Touchez pas au grisbi: Strange Reflections

Albert Simonin’s novel Touchez pas au grisbi is said to have had a revolutionary impact on French crime writing, and Jacques Becker’s film version had a similarly transformative effect on French crime films, yet film and novel bear little resemblance to each other. In fact Becker, with the help of Simonin, pretty much threw the book out the window. Told in the first person by the aging career criminal Max le Menteur (played in the film by Jean Gabin), Simonin’s novel is an exuberant exercise in argot for its own sake and even comes with a glossary to help the reader wade through its impasto of criminal discourse. Crowded with incident, casually violent, narrated with a sort of comic grandiosity, it works its effects entirely through the power of an unleashed dialect, and the effect is something like a Gallic marriage of Damon Runyon and Mickey Spillane.

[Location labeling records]
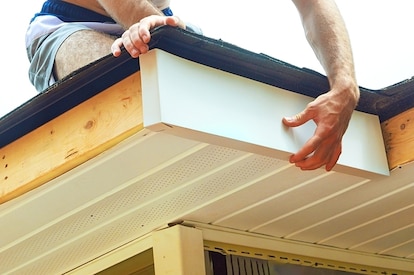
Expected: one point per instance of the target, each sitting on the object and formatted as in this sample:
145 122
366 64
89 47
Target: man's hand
136 38
331 112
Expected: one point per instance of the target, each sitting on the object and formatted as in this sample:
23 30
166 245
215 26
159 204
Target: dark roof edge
94 78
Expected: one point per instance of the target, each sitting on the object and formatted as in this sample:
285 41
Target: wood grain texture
71 139
398 133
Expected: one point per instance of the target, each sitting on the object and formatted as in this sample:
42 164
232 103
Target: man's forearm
327 35
129 12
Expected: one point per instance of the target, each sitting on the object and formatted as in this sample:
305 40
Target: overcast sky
380 31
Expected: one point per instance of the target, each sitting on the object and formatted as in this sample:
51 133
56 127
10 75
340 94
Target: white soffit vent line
194 101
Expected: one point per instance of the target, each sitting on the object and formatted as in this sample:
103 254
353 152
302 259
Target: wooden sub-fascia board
72 138
398 133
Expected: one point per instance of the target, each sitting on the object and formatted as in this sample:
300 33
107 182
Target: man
325 31
69 34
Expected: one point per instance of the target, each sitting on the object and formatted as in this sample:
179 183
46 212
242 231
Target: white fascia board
198 102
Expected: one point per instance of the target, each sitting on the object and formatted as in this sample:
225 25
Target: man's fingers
116 47
297 120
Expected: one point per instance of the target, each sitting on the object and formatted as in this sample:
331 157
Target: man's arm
328 37
129 12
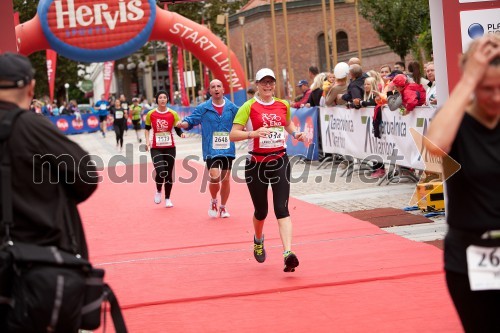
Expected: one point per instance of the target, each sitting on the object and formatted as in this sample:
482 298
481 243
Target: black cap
16 71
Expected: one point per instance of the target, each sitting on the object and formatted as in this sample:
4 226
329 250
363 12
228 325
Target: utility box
431 197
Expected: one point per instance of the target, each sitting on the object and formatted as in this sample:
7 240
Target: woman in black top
120 122
468 129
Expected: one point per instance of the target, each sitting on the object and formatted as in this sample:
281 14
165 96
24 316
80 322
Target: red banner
206 78
182 85
108 76
170 72
51 58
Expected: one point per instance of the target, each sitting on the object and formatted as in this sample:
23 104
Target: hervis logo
96 30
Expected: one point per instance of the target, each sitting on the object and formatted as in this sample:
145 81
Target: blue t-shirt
102 107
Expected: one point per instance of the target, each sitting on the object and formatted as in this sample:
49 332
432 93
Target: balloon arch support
113 30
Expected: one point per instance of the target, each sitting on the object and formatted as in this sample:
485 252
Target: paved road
324 187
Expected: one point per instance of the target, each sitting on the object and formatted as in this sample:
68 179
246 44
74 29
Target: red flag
51 59
182 85
108 76
170 72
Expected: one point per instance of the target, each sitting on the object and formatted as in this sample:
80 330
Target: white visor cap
262 73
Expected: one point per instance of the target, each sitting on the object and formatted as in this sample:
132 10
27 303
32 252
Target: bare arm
444 126
238 133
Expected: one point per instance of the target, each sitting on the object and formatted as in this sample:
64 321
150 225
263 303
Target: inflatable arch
112 29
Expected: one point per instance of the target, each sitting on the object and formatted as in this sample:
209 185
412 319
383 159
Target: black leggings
164 161
119 127
478 310
258 175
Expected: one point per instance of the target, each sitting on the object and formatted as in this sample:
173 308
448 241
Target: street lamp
241 20
66 86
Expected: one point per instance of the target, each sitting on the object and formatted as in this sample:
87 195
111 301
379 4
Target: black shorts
136 124
220 162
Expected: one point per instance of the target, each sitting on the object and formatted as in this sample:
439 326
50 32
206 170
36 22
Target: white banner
350 132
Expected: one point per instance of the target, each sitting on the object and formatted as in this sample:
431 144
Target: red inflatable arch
169 27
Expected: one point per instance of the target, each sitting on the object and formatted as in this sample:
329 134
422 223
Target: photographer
50 173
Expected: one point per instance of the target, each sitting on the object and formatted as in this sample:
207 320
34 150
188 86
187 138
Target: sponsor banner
170 71
350 132
182 85
306 121
90 122
51 58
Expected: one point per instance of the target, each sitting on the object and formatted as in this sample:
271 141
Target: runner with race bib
216 117
467 128
266 119
161 122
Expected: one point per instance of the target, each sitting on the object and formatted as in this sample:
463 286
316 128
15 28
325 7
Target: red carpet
388 217
177 270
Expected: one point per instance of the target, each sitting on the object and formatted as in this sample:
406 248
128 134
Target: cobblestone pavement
322 186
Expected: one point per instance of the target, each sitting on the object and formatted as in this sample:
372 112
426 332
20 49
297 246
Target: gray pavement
324 187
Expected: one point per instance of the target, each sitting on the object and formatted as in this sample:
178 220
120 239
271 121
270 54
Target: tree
397 22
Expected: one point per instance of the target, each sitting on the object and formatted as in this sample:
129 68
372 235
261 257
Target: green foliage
398 22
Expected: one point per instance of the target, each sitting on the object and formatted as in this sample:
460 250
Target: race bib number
220 140
483 264
275 139
163 139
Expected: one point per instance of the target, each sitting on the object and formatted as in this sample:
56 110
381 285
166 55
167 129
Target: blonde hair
318 81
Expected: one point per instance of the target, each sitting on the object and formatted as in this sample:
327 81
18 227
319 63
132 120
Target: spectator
372 98
334 95
415 75
468 130
412 94
400 66
200 98
316 90
250 93
378 79
431 86
304 87
355 90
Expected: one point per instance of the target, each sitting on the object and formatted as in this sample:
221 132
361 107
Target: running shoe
291 261
223 213
157 197
212 212
259 252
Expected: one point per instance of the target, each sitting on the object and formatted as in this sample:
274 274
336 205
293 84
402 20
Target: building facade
305 37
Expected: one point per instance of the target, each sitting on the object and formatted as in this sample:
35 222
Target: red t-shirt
275 115
162 124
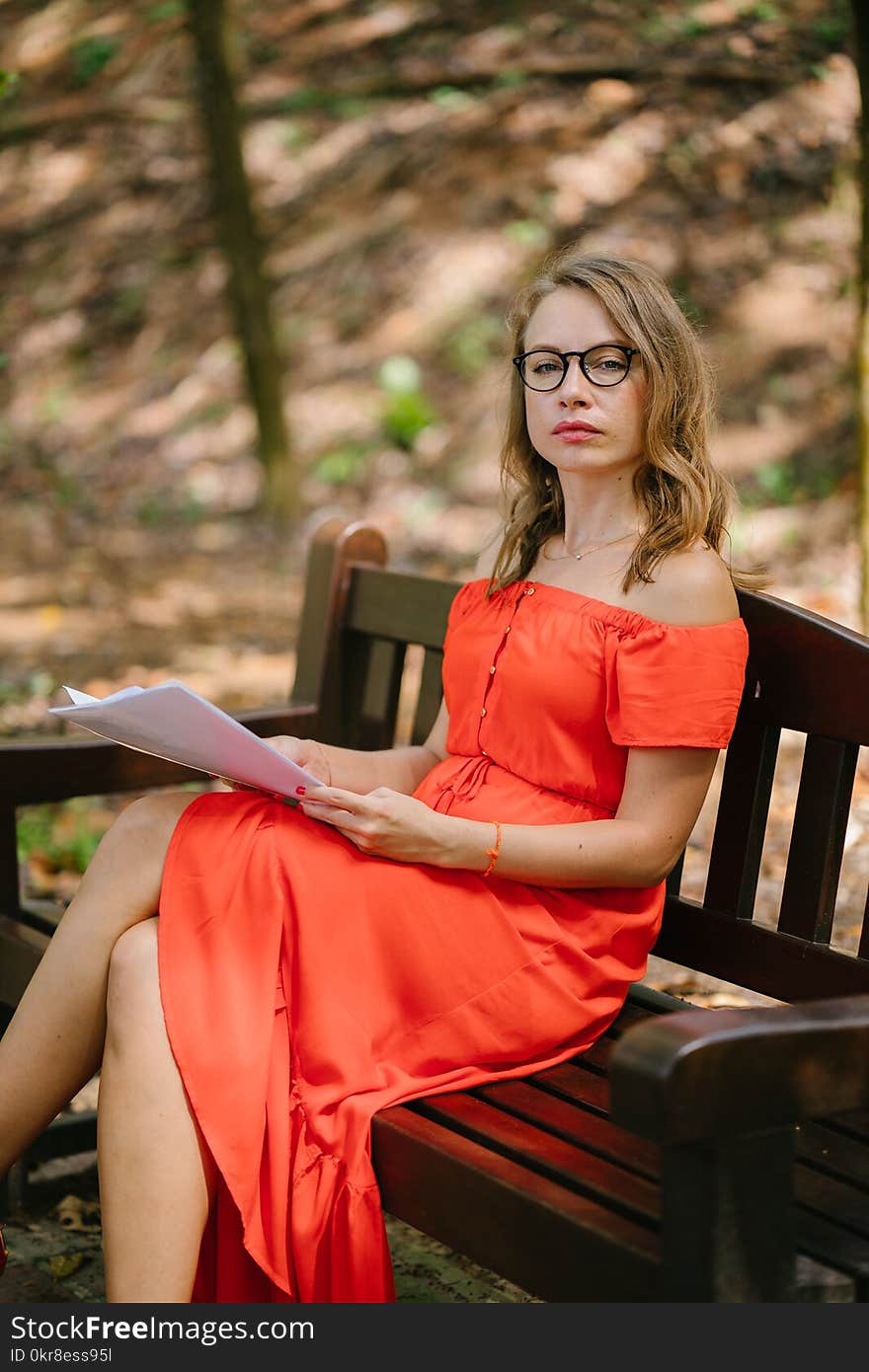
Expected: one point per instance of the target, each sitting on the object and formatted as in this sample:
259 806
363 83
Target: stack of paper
172 721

**WRITTEN TASKS:**
1/ According to the essay on Touchez pas au grisbi, which actor plays Max le Menteur in the film?
2/ Continue the essay on Touchez pas au grisbi from the point where it stops.

**TASK RESPONSES:**
1/ Jean Gabin

2/
Becker keeps the novel’s milieu and a good number of its characters—and changes just about everything else. The wise-guy, almost vaudevillian tone of the book gives way in the film to a clipped melancholy, unblinking and loaded with gravity. Exaggerated speech becomes a series of laconic exchanges, with the previously garrulous Max—Simonin’s endlessly talkative narrator—the tersest of all; carefree promiscuity gives way to a mood of aging desire; and violence is kept to a minimum, even though the threat of violence is everywhere. As for humor, it is everywhere and nowhere, a hard-bitten humor that seasons every conversation without ever suggesting anything like relaxed enjoyment. Plot, finally, which abounds in Simonin’s novel, here becomes—at least until the final violent explosion—a chain of suggestive pauses. Becker’s genius in Touchez pas au grisbi is to focus resolutely on what comes before or after or falls in between the decisive actions: it’s a film where we learn how gangsters brush their teeth.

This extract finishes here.